◆ Consignes de l'exercice:
[a] Indiquez si chaque affirmation s'accorde avec l'article sur Nina Simone, en répondant par oui ou par non et en citant les mots décisifs de l'article.
(i) Le documentaire a été réalisé par Liz Garbus pour Netflix.
(ii) Lisa Stroud est l'une des filles de Nina Simone.
(iii) Eunice Kathleen Waymon a grandi en Caroline du Nord.
[b] Répondez brièvement à ces questions à partir de l'article sur Nina Simone.
(i) Combien d'années après sa disparition Nina Simone fait-elle l'objet d'un culte mondial ?
(ii) Autour de quoi le documentaire est-il construit ?
(iii) Quel rêve sa communauté prête-t-elle à Eunice Kathleen Waymon ?

David Brun-Lambert*
Biopic. Produit par Netflix, un documentaire consacré à l’interprète de «My Baby Just Cares (For Me)» dévoile le destin d’une artiste géniale que les chaos de son époque ont balayée.
Douze ans après sa disparition, Nina Simone fait l’objet d’un culte mondial. Alors qu’une nouvelle génération d’artistes pop ou rap se réclame de la chanteuse et pianiste afro-américaine, reprises, hommages et publications se multiplient. Le magnétisme de sa voix y est loué et la densité de son œuvre étudiée. Mais quelle femme se cachait derrière la High Priestess of Soul?
C’est le mystère que confronte What Happened, Miss Simone?, documentaire réalisé par la cinéaste new-yorkaise Liz Garbus pour le géant des plates-formes de vidéo à la demande Netflix.
Une anomalie
«Ma mère était Nina Simone vingt-quatre heures sur vingt-quatre. Et c’était bien tout le problème!» Cette déclaration de Lisa Stroud, fille unique de la diva, sous-tend ce portrait consacré à une artiste parmi les plus cruciales de son temps.
Construit autour d’interviews filmées et d’un ensemble souvent inédit d’archives photos et vidéo, What Happened, Miss Simone? traque cette inconnue dissimulée durant un demi-siècle sous un nom d’emprunt.
L’inconnue, c’est Eunice Kathleen Waymon, fillette noire grandie dans la Caroline du Sud ségrégationniste des années 30 à qui sa communauté prête un rêve: devenir la première pianiste concertiste noire d’Amérique.

◆ Liste des enregistrements:
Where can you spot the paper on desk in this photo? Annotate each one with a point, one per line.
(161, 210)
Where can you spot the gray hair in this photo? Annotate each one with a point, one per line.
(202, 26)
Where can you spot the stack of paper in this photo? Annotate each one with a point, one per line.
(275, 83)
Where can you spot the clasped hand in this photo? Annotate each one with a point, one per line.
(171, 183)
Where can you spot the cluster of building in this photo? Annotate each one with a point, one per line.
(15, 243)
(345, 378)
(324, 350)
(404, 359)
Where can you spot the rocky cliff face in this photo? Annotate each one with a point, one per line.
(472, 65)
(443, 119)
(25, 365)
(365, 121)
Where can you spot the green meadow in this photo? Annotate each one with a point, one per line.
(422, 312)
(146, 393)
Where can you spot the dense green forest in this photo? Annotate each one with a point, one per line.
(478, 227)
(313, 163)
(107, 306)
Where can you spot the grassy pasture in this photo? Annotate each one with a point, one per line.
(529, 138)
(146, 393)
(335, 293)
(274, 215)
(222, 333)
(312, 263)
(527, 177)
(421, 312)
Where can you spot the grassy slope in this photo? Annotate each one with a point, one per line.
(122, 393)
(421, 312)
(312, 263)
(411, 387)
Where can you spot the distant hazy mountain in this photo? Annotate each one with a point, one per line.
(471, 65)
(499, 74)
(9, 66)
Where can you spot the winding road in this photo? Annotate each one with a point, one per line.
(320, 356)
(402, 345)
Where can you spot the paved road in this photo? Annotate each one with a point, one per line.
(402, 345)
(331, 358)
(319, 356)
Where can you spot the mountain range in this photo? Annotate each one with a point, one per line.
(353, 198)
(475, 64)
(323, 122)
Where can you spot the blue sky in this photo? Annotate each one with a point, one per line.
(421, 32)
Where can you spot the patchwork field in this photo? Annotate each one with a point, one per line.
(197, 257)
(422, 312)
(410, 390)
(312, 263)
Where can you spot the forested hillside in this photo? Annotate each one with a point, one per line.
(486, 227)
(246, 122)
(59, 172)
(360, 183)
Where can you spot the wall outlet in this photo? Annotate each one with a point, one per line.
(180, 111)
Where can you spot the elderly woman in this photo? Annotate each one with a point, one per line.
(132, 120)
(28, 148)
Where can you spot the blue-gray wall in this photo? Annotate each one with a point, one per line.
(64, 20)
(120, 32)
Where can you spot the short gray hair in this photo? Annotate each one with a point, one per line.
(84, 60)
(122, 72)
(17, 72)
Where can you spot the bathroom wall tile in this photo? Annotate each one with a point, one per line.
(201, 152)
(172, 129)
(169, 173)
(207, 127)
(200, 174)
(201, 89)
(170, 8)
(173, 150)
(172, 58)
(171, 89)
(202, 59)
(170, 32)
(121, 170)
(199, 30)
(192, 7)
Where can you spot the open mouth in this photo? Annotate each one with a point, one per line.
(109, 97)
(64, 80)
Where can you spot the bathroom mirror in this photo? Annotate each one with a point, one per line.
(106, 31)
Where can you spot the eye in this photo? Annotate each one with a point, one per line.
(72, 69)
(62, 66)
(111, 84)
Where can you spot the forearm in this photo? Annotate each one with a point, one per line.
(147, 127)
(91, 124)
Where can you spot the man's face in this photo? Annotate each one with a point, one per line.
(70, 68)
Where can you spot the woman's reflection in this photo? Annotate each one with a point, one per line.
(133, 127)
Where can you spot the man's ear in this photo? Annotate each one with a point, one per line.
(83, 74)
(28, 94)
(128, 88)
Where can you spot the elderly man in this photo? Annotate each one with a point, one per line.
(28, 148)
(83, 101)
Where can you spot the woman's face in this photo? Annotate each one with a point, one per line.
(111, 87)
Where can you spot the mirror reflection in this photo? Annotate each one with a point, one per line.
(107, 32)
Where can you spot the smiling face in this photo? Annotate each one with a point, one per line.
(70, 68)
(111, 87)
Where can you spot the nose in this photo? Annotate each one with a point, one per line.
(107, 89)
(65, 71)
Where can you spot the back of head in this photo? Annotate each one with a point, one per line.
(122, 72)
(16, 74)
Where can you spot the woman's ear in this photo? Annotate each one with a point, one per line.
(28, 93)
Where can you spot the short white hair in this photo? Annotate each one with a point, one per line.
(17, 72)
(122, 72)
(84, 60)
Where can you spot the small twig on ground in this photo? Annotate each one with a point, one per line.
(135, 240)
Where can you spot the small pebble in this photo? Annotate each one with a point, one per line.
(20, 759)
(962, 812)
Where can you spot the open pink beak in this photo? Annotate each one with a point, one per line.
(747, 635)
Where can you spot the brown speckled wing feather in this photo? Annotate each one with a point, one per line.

◆ Corrigés:
[a]
(i) Oui : « réalisé par la cinéaste new-yorkaise Liz Garbus pour le géant des plates-formes de vidéo à la demande Netflix »
(ii) Non : « fille unique de la diva »
(iii) Non : « grandie dans la Caroline du Sud ségrégationniste des années 30 »

[b]
(i) Douze ans.
(ii) Autour d'interviews filmées et d'un ensemble souvent inédit d'archives photos et vidéo.
(iii) Devenir la première pianiste concertiste noire d'Amérique.